> [STATED EXERCISE]: Copy out the part of the records below that opens with the line containing "the wood plank" and closes at the end of the records, keeping every line the same.

───

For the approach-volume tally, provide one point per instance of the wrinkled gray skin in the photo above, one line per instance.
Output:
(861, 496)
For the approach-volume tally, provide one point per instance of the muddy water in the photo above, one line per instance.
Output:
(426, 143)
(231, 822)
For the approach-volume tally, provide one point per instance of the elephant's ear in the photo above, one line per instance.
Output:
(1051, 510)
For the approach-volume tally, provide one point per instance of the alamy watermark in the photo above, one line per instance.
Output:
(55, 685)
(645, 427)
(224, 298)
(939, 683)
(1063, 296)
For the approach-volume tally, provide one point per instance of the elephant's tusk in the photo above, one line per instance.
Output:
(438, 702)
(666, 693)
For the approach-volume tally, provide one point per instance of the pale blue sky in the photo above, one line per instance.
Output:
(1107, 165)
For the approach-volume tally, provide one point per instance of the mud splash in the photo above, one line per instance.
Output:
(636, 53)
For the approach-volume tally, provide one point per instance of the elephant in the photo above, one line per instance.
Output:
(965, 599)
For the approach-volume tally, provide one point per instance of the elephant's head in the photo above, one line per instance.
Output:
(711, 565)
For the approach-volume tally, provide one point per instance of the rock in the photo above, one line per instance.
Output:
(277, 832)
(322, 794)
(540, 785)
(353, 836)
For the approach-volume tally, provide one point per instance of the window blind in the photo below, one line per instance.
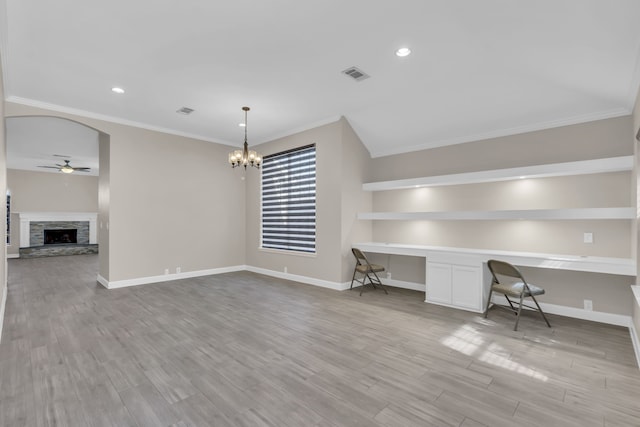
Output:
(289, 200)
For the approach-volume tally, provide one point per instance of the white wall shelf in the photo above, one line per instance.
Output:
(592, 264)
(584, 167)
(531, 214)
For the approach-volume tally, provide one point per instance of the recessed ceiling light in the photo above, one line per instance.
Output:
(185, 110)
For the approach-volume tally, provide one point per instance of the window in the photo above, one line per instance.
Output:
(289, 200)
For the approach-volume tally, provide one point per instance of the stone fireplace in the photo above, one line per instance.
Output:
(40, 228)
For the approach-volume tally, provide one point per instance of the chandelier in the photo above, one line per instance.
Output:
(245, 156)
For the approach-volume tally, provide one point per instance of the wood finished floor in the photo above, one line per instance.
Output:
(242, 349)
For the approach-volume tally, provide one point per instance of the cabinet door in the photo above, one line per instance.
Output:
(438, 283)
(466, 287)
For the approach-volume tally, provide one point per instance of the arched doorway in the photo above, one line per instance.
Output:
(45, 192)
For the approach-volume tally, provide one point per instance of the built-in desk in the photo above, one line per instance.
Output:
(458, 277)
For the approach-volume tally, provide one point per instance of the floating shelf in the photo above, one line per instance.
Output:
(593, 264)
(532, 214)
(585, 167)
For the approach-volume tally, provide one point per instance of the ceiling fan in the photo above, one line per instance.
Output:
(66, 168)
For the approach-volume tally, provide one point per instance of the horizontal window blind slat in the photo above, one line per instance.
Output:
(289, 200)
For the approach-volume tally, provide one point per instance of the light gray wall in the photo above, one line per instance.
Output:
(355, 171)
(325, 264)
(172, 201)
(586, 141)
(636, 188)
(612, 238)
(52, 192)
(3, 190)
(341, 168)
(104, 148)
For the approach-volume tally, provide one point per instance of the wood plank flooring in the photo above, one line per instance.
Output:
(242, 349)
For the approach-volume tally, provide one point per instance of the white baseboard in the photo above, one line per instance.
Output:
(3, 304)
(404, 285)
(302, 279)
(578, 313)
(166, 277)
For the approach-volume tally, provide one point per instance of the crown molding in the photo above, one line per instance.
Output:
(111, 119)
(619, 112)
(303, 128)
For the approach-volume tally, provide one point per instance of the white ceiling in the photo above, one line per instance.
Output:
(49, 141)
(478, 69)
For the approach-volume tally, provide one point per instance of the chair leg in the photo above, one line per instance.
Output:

───

> [SOLUTION TO THIS EXERCISE]:
For the approach-volume tally, provide one point per instance of the wood plank flooring in the photo above, one line per instance.
Output:
(242, 349)
For the approach-volume tally, provide one point per instance of the white baseboard in the photo above, one line per instance.
Output:
(3, 304)
(404, 285)
(302, 279)
(578, 313)
(166, 277)
For the approach-volume tally, provide one point per instance of the crown molding in the photo above, one line per instance.
Output:
(111, 119)
(619, 112)
(303, 128)
For the approach-volume tally, provide one point per instance of the white ceiling in the photo above, one line per instance.
Output:
(49, 141)
(478, 69)
For the approach-volume tally, provide one point per instance of the chair leg in the photo above, one line per instance.
Output:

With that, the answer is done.